*** Available data

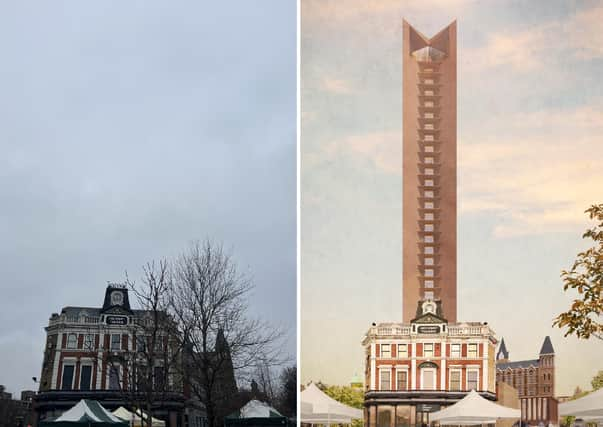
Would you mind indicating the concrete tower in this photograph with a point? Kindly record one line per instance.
(429, 170)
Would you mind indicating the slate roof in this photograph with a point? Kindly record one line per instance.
(503, 349)
(547, 347)
(519, 364)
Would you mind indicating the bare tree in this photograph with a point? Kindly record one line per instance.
(147, 370)
(584, 318)
(210, 305)
(288, 391)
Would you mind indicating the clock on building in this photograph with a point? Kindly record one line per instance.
(117, 298)
(429, 307)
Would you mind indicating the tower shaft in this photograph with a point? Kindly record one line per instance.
(429, 170)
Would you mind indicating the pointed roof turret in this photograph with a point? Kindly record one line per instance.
(503, 353)
(547, 347)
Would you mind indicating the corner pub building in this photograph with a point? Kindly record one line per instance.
(419, 367)
(82, 361)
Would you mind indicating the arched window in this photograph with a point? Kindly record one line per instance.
(71, 341)
(428, 375)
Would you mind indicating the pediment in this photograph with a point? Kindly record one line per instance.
(429, 319)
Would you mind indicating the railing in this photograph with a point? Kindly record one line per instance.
(389, 330)
(73, 319)
(461, 330)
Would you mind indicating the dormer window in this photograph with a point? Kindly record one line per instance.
(72, 341)
(117, 298)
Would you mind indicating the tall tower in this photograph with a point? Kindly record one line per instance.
(429, 170)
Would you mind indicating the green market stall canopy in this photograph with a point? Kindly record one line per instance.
(86, 413)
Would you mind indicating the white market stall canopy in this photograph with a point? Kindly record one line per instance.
(318, 408)
(88, 412)
(590, 406)
(257, 409)
(128, 416)
(473, 409)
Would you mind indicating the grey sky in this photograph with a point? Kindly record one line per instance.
(127, 130)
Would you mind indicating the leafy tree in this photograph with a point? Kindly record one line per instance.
(597, 381)
(583, 319)
(350, 396)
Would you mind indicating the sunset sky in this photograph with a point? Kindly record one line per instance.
(530, 120)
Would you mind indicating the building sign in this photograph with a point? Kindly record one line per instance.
(117, 320)
(429, 329)
(427, 407)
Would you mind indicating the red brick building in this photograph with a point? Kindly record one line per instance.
(534, 381)
(88, 355)
(412, 369)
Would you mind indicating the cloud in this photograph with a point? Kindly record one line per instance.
(580, 38)
(337, 86)
(539, 176)
(381, 149)
(536, 177)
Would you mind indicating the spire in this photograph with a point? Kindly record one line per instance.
(503, 353)
(547, 347)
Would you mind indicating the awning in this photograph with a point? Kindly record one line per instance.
(473, 409)
(86, 413)
(318, 408)
(128, 416)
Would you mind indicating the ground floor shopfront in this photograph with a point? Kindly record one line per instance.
(408, 409)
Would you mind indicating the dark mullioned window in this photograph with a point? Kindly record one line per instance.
(67, 380)
(85, 377)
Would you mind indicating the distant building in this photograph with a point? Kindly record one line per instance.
(429, 169)
(88, 355)
(534, 381)
(419, 367)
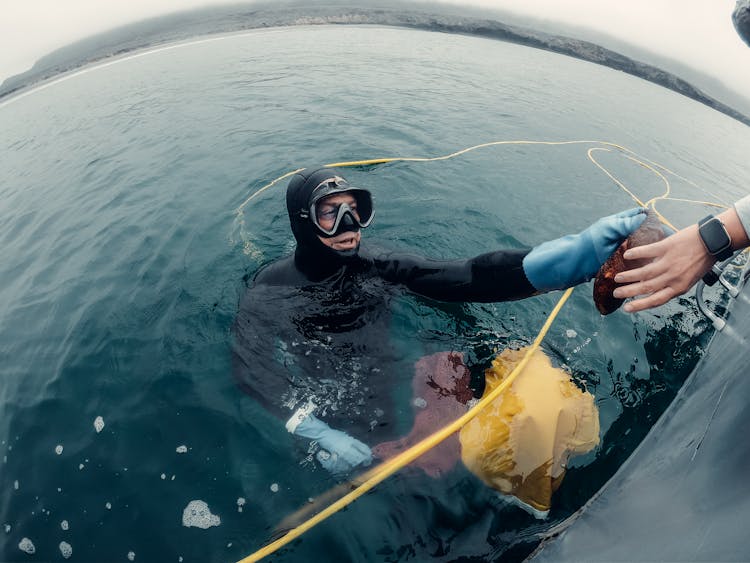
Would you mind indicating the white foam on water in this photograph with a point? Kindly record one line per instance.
(66, 550)
(198, 515)
(27, 546)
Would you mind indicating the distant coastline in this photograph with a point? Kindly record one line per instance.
(182, 26)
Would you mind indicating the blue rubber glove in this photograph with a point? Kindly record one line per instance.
(574, 259)
(340, 452)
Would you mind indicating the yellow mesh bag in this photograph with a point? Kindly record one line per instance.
(521, 443)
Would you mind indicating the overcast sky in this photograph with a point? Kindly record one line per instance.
(696, 32)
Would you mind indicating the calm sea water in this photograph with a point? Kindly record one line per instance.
(123, 264)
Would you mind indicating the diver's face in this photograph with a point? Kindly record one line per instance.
(327, 209)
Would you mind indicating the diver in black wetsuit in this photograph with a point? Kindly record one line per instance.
(311, 335)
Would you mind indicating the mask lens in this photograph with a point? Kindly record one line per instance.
(327, 216)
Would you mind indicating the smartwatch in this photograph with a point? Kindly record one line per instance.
(715, 237)
(717, 241)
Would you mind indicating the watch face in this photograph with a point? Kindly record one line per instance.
(715, 236)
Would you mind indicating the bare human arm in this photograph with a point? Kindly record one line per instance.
(678, 262)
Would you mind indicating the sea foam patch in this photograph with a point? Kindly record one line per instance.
(65, 549)
(27, 546)
(198, 515)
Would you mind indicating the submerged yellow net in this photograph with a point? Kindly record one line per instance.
(521, 443)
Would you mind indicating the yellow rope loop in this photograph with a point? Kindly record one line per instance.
(376, 475)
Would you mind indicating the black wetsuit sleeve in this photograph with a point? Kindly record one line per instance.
(259, 367)
(495, 276)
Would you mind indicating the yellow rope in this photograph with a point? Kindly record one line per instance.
(381, 472)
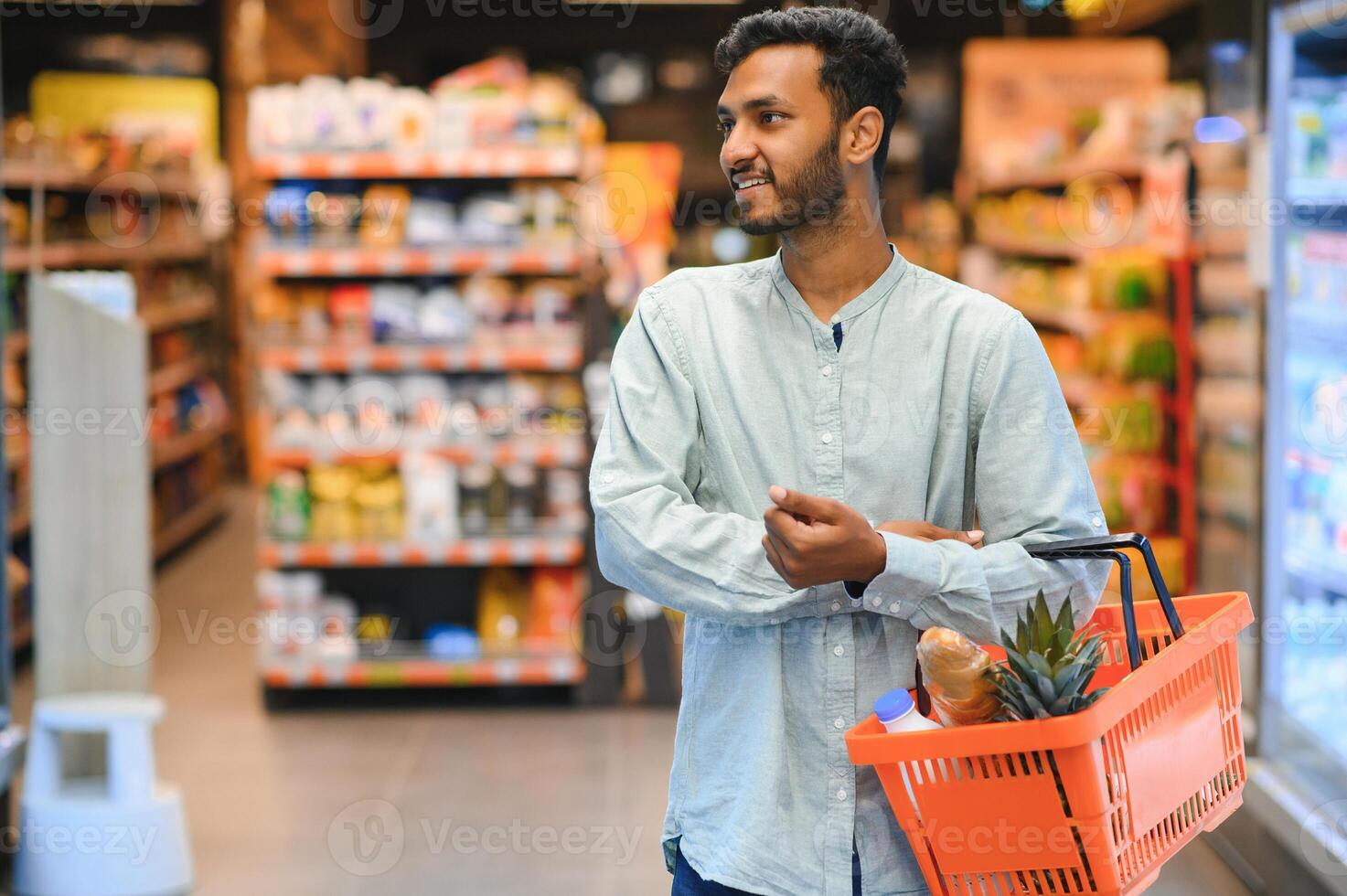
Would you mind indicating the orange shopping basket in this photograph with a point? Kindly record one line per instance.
(1093, 802)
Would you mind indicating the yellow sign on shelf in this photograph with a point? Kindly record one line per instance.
(65, 101)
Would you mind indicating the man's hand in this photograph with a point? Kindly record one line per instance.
(930, 532)
(814, 540)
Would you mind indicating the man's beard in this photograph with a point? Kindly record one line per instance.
(810, 197)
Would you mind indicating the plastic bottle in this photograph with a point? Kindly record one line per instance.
(897, 713)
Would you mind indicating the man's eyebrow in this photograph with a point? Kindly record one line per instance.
(757, 102)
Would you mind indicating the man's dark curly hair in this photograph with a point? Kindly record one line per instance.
(862, 61)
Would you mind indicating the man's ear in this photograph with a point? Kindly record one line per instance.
(861, 136)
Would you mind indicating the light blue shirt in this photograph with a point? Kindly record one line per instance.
(939, 406)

******

Task objective.
Each record above should be copied character for character, with pictures dropped.

Exercise output.
Would you mind indicating the concrete tower in this photograph with a point? Kindly record one line per instance.
(429, 170)
Would you mind indicating the slate roof in this photograph with a point? Kindly record one line per instance.
(503, 349)
(547, 347)
(519, 364)
Would you mind indicating the bare tree in this photograph with a point? Kindly record one line per instance.
(147, 370)
(584, 318)
(210, 305)
(288, 391)
Would you mind indicating the clock on building in this photograph with a point? Kindly record one line per instance.
(117, 298)
(429, 307)
Would you mind indicating the tower shaft in this photograph with a point? Kindly record one line per instance.
(429, 170)
Would you mind indicating the pointed roof turret in this photograph with a point? Kindly record one line per instance.
(503, 353)
(547, 347)
Would you mind indicating the corner pub building in this photograph with a point? Kindly record one line per instance.
(419, 367)
(82, 361)
Would you mind indicating the arched window in this photograph with a point? Kindly record one line per instance.
(71, 341)
(428, 375)
Would you mind indicating the pediment in this photograph with a point? Kindly record one line per instance.
(429, 319)
Would you mind indicating the railing in this photograph with a point? Kindly record one line per instance.
(389, 330)
(73, 319)
(461, 330)
Would you mind indicating the dormer window in this photograph with a point? Kindly record one line per instance.
(72, 341)
(117, 298)
Would you mind indicating the tall tower in this photograph with a point? Kindly record one line per instance.
(429, 170)
Would you mind indicating the green market stall canopy in this photograph with a point? Kindly record one line per instance.
(86, 413)
Would you mind indicating the white market stall canopy in this photograph with a point? Kindly record one line per instance.
(318, 408)
(88, 412)
(590, 406)
(257, 409)
(128, 416)
(473, 409)
Would you mind indicating the grey sky in this photograph with a point? Kindly record one line per instance.
(127, 130)
Would you mind indicating the leafy tree in this photograph with a point? Kindly record one line per instance.
(597, 381)
(583, 319)
(350, 396)
Would you mind indicating the sunset sky in this photograph with a point? Kindly record one line per instance.
(530, 120)
Would you mind indicating the building sign in this photograph with a point? Kindly record one line per instance.
(117, 320)
(429, 329)
(427, 407)
Would you mind indicating the red brick building in this photograph with a point? Kindly record one line per instance.
(534, 381)
(88, 355)
(412, 369)
Would you mind indicating the cloud in this photograph with a point? Kindly record one line per instance.
(580, 38)
(337, 86)
(539, 176)
(381, 149)
(536, 177)
Would you mind indicating the spire in this photograph with a point? Kindly record one line per instance.
(503, 353)
(547, 347)
Would you mind indicating the awning in this photograph with a point? Kindly record one line per instance.
(473, 409)
(86, 413)
(318, 408)
(128, 416)
Would you mind indicating the ground floor shopfront in this photograph with a point? Kindly record one line per instance.
(408, 409)
Would you mind indicating the dark mullioned window in this photograph with a point? Kindly record one line per instance.
(67, 380)
(85, 377)
Would you mind indicating the distant building in this photograph with a point? Kindly record one line per instance.
(429, 169)
(88, 355)
(534, 381)
(419, 367)
Would you mind indicating the white foam on water in this photograph with a point? Kindly record one line per instance.
(66, 550)
(198, 515)
(27, 546)
Would you mind indicating the distant coastline in this photograph with a point? Kindly record one line per instance.
(182, 26)
Would you mind indicating the blue rubber glove in this photograph with a point? Kindly record one line per instance.
(574, 259)
(340, 452)
Would you mind indicating the yellow mesh bag in this photograph with a point? Kindly record one line per instance.
(521, 443)
Would you mind indicating the overcast sky in this photograph with a point? Kindly record one line per instance.
(696, 32)
Would you mind indicating the calm sea water in this photograph with a point? Kindly record one line per instance.
(123, 264)
Would you mind indicating the diver's face in this photograph with a point? Kindly record one line per instance.
(327, 209)
Would you mind indicating the diver in black wetsuit in this photograph with a point? Kindly record one line per instance.
(311, 335)
Would you mind indicating the mask lens in this photograph with a point? Kindly record one line per instance.
(327, 216)
Would you mind indicating the smartwatch in this photograph with a point? Kindly record one line per instance.
(715, 237)
(717, 241)
Would you mind indicating the watch face in this photograph with a point? Kindly record one line per instance.
(715, 236)
Would you mind indicating the bare human arm in this photograph with a point? Kindly record one line per instance.
(678, 262)
Would you mind indicating the sea foam patch in this photograph with a point? Kindly record one line per instance.
(65, 549)
(27, 546)
(198, 515)
Would you mind indicating the submerged yellow net in this photograph with a point? Kindly record one line per instance.
(521, 443)
Would you mind indicating the yellow rope loop in this photograph with a point? Kindly record one line per instance.
(376, 475)
Would you mind indicating the black wetsuit sleeve in this photograph with a point? Kindly record one line per instance.
(259, 367)
(495, 276)
Would you mind indicating the yellow rope in this photograph with a point? Kindly record one line per instance.
(381, 472)
Would you mind indicating the orange shopping basket in this photograph with a point? Kindly record one line per instance.
(1093, 802)
Would you mind indicating the yellow sign on shelf in this photograph with a point? Kindly record one line per instance.
(65, 101)
Would you mind indicating the man's hand in this photograph with a point? Kindly record one line per instance.
(930, 532)
(814, 540)
Would you mind indicating the man's beard in this photograph with a point? Kindly record one line per instance.
(810, 197)
Would you mind indicating the plastic bottle in this photograph with a point? Kindly record one line per instance.
(897, 713)
Would you mind indicating the man's eyebrow in this photograph with a point? Kindly record one line per instance.
(757, 102)
Would you mind indicating the man's dark curly hair in this photograph with a point? Kindly record one line per instance.
(862, 61)
Would you mind indicating the man's ear in this photograph with a point? Kindly record one line per instance.
(861, 136)
Would you mind indicating the light blue shirt in this photograph with a point? Kindly record one line per instance.
(939, 406)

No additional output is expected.